* Task
Reproduce the listing below word for word, keeping every line in its original order.

──────── Material shown

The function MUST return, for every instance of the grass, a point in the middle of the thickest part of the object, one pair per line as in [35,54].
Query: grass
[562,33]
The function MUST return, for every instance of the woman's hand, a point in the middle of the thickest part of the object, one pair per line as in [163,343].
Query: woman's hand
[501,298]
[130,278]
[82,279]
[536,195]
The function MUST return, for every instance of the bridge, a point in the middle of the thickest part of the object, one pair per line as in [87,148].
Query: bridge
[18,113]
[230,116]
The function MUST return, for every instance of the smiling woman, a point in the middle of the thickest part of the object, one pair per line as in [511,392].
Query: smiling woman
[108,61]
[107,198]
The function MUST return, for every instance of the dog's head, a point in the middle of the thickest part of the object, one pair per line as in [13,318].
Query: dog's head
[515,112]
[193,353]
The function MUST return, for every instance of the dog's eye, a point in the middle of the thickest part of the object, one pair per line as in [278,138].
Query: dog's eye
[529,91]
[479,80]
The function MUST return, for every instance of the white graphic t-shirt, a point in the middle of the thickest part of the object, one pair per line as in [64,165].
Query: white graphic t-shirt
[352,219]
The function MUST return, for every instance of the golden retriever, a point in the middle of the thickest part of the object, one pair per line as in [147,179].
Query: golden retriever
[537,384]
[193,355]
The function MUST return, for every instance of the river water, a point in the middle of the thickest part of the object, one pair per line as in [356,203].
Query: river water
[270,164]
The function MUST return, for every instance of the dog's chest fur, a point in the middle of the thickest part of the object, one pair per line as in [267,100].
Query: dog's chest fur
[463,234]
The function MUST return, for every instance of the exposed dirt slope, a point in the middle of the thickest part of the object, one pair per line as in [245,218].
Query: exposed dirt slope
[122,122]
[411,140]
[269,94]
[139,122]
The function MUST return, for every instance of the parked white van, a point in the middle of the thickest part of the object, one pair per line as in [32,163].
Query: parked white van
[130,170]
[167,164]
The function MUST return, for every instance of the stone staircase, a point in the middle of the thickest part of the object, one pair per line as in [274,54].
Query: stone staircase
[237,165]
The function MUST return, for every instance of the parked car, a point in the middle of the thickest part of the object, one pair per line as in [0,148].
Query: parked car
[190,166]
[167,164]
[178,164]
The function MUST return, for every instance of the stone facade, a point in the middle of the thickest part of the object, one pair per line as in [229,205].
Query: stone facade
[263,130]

────────────────

* The reply
The function MUST return, for every instance of the grass, a point in the middle of the thickest part of the object, one pair per line as in [35,54].
Query: grass
[562,33]
The function MUST return, for every instance of the woman's hand, a point in the middle of the thickest part of the object, one pair per line as in [163,343].
Query: woman's hand
[501,298]
[130,278]
[82,279]
[536,195]
The function MUST return, for every instance of the bridge, a point in the middle of the thickest part of the object, one pair per line as in [87,148].
Query: bridge
[18,113]
[230,116]
The function MUST return, for every instance of the smiling woman, a point in the middle of the thickest part of the object, one pair per line as in [511,392].
Query: smiling woman
[108,61]
[107,198]
The function MUST return, for every instance of the dog's head, a point in the middle of the thickest part of the object, one pair per line as in [13,318].
Query: dog's head
[515,112]
[193,353]
The function MUST return, for every instance of the dog's eye, a point in the middle of the thickest part of the object, one pair per line as in [278,138].
Query: dog's eye
[529,91]
[479,80]
The function MUST return, for every instance of the white graphic t-shirt, a point in the middle of the thickest part of the object, one pair per line as in [64,165].
Query: white graphic t-shirt
[352,219]
The function MUST return, for every instance of the golden retriever, a point in the middle of the thickest part of the object, one pair per line as in [147,179].
Query: golden retriever
[537,384]
[193,355]
The function MUST return, for every instance of the river water, a point in the middle of the thickest part of the object, one pair per line as in [356,203].
Query: river water
[270,164]
The function MUST return, for every instance of the dog's chest fur, a point in the middle of the thickest part of the object, one pair per line as in [267,100].
Query: dog's chest fur
[463,234]
The function MUST return, for every instance of the exposed dirt slope, a point in the middle of the thickest part of the object, one pair per line as in [245,218].
Query: exposed dirt slope
[122,122]
[411,140]
[269,94]
[139,122]
The function MUST return, for every instance of the parked white van, a point in the middle of the thickest part of the object, one pair per line as in [32,163].
Query: parked white van
[130,170]
[167,164]
The function MUST return, for every instance of the stone staircase, a point in the middle of the thickest part of the object, one pair per line as in [274,54].
Query: stone staircase
[237,165]
The function MUST return, for every instance of the parked car, a point in the middle of the thickest part of the object, one pair per line as in [0,148].
Query: parked car
[190,166]
[167,164]
[178,164]
The function MUST return, for every instance of the stone facade, a point in the middle of the thickest part of the object, one pair per line as in [229,205].
Query: stone facade
[263,130]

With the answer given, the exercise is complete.